SELECTED EXCERPT:
......

Universal Basic Income

Poverty is one of the basic hindrances that countries try to eradicate. Poverty has always existed and unfortunately, is going to persist longer. During the pandemic in India, about 230 million people stooped below the minimum wage threshold. Similar conditions were observed in other countries as well. Some experts reacted to this situation by suggesting the implementation of Universal Basic Income (UBI), making it imperative to understand what UBI is.

What is UBI? What is its use?

At the surface, UBI is a regular cash payment made by the government to the people without any conditions. Howard Reed and Stewart Lansley define UBI as a “tax-free, unconditional and non-contributory income given to every individual as a part of their right, irrespective of how much they earn”.

One of the reasons why UBI is supported is because it lays a foundation for equal opportunity. It provides this because the unconditional transfer of money allows everyone to fulfil their basic needs. It primarily aims for people to have the same starting point, although existing wealth may play an important role.

......

DATA TO EXAMINE:
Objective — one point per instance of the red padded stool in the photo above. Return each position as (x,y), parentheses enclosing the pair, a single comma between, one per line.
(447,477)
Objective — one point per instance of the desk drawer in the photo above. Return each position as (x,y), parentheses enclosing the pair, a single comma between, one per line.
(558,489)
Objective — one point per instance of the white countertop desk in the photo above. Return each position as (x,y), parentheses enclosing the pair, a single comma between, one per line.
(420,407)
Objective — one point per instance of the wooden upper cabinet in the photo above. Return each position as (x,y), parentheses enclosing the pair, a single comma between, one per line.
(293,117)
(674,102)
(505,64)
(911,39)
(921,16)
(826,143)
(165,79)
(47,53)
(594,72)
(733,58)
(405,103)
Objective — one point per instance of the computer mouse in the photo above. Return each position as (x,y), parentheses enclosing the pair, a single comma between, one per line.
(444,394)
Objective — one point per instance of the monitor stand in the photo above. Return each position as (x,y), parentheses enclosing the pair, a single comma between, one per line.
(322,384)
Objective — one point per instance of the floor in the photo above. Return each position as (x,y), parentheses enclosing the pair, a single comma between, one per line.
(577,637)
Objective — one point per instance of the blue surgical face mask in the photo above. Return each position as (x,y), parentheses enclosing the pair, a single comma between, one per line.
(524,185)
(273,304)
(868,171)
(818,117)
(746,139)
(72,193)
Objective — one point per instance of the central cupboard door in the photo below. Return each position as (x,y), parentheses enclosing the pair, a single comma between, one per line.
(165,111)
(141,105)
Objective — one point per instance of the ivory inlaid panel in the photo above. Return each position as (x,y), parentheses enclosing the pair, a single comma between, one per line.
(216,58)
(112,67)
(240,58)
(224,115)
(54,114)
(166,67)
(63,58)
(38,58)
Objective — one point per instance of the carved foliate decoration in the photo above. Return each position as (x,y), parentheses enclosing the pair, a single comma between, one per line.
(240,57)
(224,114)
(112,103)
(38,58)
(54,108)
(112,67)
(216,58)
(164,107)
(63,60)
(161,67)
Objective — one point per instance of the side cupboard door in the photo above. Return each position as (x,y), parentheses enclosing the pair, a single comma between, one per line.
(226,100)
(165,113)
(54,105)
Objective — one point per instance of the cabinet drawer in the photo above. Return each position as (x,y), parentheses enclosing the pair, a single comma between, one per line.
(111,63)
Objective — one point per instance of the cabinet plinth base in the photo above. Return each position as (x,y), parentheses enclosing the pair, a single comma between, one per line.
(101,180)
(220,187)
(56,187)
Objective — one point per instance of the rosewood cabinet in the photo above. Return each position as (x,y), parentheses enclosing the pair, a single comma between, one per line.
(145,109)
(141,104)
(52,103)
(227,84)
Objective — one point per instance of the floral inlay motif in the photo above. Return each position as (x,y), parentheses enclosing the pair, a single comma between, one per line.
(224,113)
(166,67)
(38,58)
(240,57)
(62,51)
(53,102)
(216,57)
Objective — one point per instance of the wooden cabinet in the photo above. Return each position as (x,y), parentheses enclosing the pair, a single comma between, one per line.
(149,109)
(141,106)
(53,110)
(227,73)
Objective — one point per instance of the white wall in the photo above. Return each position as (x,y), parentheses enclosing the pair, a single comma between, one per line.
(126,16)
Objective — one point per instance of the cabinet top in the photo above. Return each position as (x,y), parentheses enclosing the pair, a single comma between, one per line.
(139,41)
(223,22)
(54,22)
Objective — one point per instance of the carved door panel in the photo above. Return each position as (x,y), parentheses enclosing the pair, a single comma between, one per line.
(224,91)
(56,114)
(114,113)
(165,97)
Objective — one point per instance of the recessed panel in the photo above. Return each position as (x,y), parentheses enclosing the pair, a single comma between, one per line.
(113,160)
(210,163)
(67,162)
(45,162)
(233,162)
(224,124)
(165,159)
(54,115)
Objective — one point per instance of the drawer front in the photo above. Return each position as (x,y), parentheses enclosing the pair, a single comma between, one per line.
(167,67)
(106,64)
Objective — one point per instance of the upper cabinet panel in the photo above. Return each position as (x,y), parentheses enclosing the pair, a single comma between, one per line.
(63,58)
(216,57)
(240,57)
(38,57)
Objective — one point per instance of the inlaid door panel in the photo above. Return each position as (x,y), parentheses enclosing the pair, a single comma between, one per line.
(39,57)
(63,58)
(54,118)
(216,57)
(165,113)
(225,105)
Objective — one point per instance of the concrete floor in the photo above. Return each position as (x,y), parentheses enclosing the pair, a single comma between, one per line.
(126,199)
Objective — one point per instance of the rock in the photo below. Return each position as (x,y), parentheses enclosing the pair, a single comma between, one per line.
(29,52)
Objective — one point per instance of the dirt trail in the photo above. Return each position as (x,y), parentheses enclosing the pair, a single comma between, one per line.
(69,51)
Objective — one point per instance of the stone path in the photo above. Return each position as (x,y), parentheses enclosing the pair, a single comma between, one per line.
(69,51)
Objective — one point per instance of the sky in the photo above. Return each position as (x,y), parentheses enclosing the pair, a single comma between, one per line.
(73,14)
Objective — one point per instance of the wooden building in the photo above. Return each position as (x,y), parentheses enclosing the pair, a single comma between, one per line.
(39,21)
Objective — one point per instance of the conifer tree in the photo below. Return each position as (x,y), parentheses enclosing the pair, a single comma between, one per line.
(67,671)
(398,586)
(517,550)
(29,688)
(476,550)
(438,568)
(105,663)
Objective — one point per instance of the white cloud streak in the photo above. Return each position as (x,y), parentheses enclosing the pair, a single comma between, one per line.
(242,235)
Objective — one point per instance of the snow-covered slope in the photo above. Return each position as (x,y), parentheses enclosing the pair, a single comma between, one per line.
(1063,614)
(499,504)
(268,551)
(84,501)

......

DIRECTIONS:
Using the text on Universal Basic Income, explain in one to three sentences why UBI is said to lay a foundation for equal opportunity.

REPLY:
UBI is said to lay a foundation for equal opportunity because its unconditional transfer of money allows everyone to meet their basic needs. In this way it aims to give people the same starting point, although existing wealth may still play an important role.